George Doukas wrote:
> On 1/22/06, Petr SmolĂ­k <[EMAIL PROTECTED]> wrote:
>>> George Doukas wrote:
>>> So lets forget LXRT...
>>> I'm trying to use ORTE from kernel space, thus orte_rt.o and
>>> ortemanager_rt.o modules must be loaded.
>>>
>>> Even though I use the parameter rtskb_cache_size=64 when loading
>>> rtnet.o, the system freezes when I try to load ortemanager_rt.o. Why?
>>>
>>> I'm using...
>>> RTAI 3.1 over linux 2.4.26 kernel (adeos patched)
>>> RTnet 0.8.3
>>> ORTE 0.3.1
>>> (I've also tried RTAI 3.1 with RTnet 0.8.2 and ORTE 0.3.0)
>>>
>>> My test system consists of two P4 machines with the above
>>> configuration on a dedicated ethernet network.
>>> On both nodes I issue the following commands:
>>>
>>> insmod /usr/realtime/modules/rtai_hal.o
>>> insmod /usr/realtime/modules/rtai_ksched.o
>>> insmod /usr/realtime/modules/rtai_lxrt.o
>>> insmod /usr/realtime/modules/rtai_sem.o
>>> insmod /usr/realtime/modules/rtai_mbx.o
>>>
>>> rmmod 8139too (or eepro100 for the other node)
>>> insmod /usr/local/rtnet/modules/rtai_rtdm.o
>>> /usr/local/rtnet/sbin/rtnet start
>>>
>>> I've edited rtnet script so that rtnet.o is loaded with the
>>> appropriate parameter like this:
>>> insmod $RTNET_MOD/rtnet$MODULE_EXT rtskb_cache_size=64 >/dev/null || exit 1
>>>
>>> (At this point rtping works just fine)
>>> And finally...
>>> insmod
>>> /usr/local/orte/lib/modules/2.4.26-adeos/orte/orte_rt.o
>>> insmod
>>> /usr/local/orte/lib/modules/2.4.26-adeos/orte/ortemanager_rt.o
>>> THE SYSTEM FREEZES (on any node) !!!
>>  Are you using localback interface (rt_loopback.o)?
>>
>>  this is my script for testing ORTE. It was tested long time ago. I am not
>> sure, if all is actually correct against RTAI & RTNet.
>>  insmod rtai_hal.o
>>  insmod rtai_up.o
>>  insmod rtai_sem.o
>>
>>  insmod rtai_rtdm.o
>>  insmod rtnet.o rtskb_cache_size=128
>>  insmod rtnet.o
>>  insmod rtcfg.o
>>  insmod rt_loopback.o
>>  insmod 8139too-rt.o
>>  #insmod rtmac.o
>>  #insmod tdma.o
>>  rtifconfig rtlo up 127.0.0.1
>>  #rtifconfig rteth0 up 147.32.86.71
>>
>>  insmod orte_rt.ko
>>  insmod ortemanager_rt.ko
>>
>>  For first testing is not necessary to be running any network interface. Try
>> to test the correct behavior with localhost interface (127.0.0.1).
>>
>>  When the code freezes, try to locate the point failure. When you insert
>> ortemanger_rt module, use parameter "verbosity" to enable some logs.
>>  insmod ortemanager_rt.ko verbosity="ALL.10".

Problem to work on>
Please continue the mailing-list thread about loading ORTE over RTnet, starting after its last line.

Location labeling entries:
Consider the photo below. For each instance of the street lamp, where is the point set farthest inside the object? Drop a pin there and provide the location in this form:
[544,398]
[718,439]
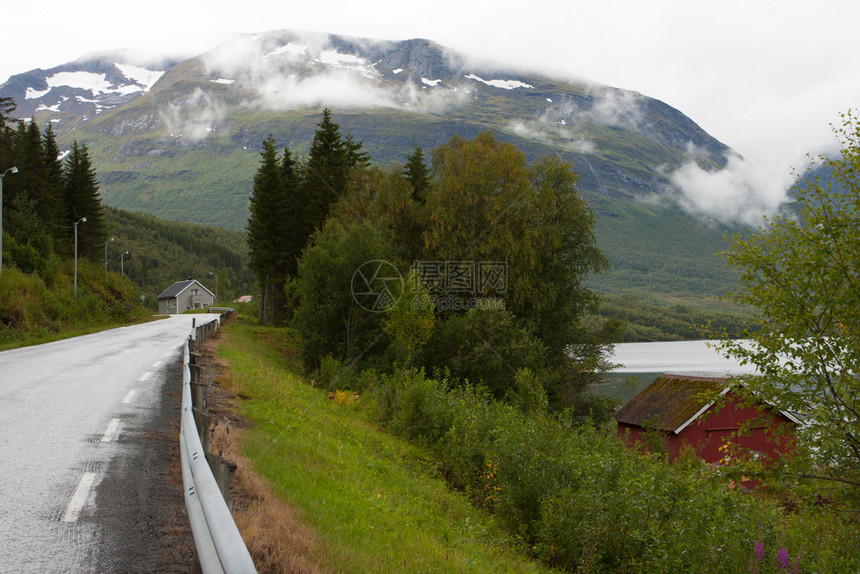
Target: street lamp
[2,177]
[81,220]
[106,242]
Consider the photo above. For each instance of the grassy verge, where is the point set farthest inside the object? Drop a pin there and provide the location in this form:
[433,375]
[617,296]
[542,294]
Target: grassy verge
[375,500]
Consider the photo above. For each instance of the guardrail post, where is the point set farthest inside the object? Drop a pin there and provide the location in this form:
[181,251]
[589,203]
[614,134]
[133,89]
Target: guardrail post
[201,420]
[223,470]
[218,544]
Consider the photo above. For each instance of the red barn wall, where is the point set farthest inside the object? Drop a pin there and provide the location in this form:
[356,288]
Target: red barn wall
[716,426]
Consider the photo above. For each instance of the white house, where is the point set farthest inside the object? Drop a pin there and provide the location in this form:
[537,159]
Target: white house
[184,295]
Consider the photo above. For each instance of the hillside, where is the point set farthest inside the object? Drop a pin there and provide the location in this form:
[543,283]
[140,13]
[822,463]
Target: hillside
[181,139]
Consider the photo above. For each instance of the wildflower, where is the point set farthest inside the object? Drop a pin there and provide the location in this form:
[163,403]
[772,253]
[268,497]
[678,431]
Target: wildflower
[782,558]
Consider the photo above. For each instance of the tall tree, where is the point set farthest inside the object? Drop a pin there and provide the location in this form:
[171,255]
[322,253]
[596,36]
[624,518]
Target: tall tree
[269,231]
[53,177]
[802,274]
[81,199]
[24,204]
[417,174]
[326,172]
[7,106]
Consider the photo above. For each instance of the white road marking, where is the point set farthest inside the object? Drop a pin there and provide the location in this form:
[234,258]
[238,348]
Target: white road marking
[111,431]
[79,497]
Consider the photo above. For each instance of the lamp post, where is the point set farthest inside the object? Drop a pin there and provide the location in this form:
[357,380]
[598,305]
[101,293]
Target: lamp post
[81,220]
[106,242]
[2,177]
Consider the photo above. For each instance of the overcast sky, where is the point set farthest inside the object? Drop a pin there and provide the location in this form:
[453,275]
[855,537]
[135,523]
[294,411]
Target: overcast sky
[765,77]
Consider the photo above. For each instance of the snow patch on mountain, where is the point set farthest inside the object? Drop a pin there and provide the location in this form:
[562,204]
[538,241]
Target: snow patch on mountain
[504,84]
[141,76]
[91,81]
[290,49]
[32,94]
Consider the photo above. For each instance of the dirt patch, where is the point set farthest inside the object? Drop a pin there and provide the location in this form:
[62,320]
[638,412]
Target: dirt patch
[276,536]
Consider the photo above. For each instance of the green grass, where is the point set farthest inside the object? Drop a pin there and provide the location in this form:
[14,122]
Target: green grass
[376,500]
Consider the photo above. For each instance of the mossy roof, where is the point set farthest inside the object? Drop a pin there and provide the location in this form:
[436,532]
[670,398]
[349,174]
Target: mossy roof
[670,402]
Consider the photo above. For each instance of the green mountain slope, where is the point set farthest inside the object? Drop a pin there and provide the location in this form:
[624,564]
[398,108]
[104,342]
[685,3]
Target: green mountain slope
[187,148]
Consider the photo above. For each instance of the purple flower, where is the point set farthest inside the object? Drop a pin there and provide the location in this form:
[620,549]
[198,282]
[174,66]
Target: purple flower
[782,559]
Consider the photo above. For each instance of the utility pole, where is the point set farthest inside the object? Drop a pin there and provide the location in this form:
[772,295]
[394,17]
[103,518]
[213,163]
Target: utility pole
[2,177]
[106,242]
[81,220]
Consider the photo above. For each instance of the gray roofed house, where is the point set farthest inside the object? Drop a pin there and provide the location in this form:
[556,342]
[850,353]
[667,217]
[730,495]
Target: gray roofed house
[183,296]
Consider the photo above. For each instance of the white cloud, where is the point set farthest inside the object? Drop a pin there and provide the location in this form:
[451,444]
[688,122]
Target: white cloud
[194,117]
[742,193]
[142,76]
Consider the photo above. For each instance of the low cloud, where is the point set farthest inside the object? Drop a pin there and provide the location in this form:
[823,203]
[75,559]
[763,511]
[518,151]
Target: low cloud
[741,193]
[602,106]
[194,117]
[553,134]
[305,70]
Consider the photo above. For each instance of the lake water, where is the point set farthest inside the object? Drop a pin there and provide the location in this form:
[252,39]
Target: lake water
[641,363]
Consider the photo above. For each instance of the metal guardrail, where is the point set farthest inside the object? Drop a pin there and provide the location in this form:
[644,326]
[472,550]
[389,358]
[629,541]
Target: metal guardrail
[220,548]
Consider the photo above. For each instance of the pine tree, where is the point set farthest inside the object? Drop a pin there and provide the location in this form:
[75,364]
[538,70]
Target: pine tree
[7,106]
[416,172]
[81,199]
[269,231]
[330,160]
[23,203]
[53,179]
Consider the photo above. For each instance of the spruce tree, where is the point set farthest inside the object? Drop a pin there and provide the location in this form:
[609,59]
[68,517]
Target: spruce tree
[330,160]
[417,173]
[81,199]
[268,232]
[53,168]
[22,202]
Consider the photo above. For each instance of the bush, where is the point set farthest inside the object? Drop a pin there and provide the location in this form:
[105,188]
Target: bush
[584,502]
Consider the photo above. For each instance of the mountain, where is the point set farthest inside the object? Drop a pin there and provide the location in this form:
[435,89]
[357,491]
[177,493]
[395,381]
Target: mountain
[180,139]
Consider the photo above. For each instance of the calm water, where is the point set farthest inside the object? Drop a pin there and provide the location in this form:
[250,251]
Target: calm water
[641,363]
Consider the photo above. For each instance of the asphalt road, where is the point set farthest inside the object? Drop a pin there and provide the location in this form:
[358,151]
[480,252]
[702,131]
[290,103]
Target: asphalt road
[87,433]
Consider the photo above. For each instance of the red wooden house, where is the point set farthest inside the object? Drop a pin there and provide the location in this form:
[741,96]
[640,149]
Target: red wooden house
[687,411]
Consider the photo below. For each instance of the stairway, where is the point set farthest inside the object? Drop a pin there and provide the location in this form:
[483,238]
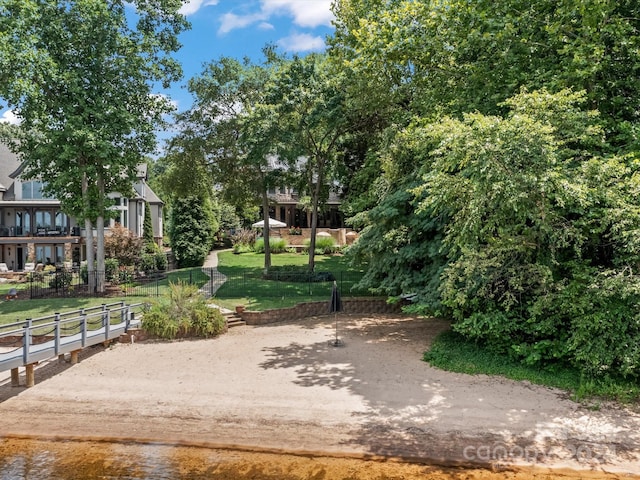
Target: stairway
[234,320]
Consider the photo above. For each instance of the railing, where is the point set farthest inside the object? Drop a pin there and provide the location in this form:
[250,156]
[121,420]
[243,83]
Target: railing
[284,284]
[34,340]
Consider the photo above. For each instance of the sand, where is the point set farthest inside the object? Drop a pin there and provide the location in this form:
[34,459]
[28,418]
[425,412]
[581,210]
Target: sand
[285,388]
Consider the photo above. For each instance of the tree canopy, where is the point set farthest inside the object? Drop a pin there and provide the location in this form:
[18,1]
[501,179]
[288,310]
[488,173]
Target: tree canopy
[80,78]
[506,195]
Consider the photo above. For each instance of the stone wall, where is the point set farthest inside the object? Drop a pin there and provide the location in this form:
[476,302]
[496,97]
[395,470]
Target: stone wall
[310,309]
[338,234]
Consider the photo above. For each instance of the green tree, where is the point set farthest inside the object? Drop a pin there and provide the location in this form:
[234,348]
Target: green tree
[540,233]
[80,78]
[227,136]
[310,109]
[192,230]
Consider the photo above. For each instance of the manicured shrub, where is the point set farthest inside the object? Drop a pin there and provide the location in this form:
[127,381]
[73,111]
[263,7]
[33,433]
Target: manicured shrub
[183,313]
[61,280]
[324,245]
[242,240]
[278,245]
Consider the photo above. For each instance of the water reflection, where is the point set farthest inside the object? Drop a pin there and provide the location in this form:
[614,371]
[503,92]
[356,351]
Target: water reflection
[25,459]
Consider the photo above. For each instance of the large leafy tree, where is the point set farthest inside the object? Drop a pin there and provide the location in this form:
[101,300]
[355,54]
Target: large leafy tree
[524,220]
[80,78]
[310,103]
[540,233]
[227,137]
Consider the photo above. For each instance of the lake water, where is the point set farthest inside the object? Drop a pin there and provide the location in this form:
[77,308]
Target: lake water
[71,460]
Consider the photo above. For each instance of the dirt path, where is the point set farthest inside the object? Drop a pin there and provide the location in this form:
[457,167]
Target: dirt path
[284,387]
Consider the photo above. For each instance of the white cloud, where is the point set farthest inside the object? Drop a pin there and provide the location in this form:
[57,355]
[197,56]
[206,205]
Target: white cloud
[192,6]
[9,117]
[301,42]
[266,26]
[231,21]
[306,13]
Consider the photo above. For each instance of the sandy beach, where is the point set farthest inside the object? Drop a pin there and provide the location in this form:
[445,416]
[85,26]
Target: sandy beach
[285,388]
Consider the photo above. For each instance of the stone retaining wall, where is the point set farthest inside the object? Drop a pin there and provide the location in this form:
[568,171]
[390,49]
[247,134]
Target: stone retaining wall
[311,309]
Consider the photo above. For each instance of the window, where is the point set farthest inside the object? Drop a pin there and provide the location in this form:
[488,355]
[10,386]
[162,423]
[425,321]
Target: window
[32,190]
[43,219]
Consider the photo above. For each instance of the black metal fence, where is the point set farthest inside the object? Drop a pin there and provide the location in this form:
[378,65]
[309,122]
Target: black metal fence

Solved exercise>
>>  First step at the location should be disabled function ORTEDomainStart at
>> the ortemanager.c (No thread will be started). After that see correct
>> behavior function ORTEDomainMgrCreate(...). ...
>>
>>
>>  Regards
>>  Petr
>>
> 
> OK I've changed my rtai-rtnet-orte startup script! Now I don't load
> lxrt module, I don't make use of rtnet script and I only setup
> loopback interface.... my script looks like this:
> 
> insmod $RTAI_PATH/modules/rtai_hal.o
> insmod $RTAI_PATH/modules/rtai_up.o
> # insmod $RTAI_PATH/modules/rtai_lxrt.o

This loading of both rtai_up and rtai_lxrt is a common pitfall with
RTAI. Having both first seems to work but will sooner or later crash
your box.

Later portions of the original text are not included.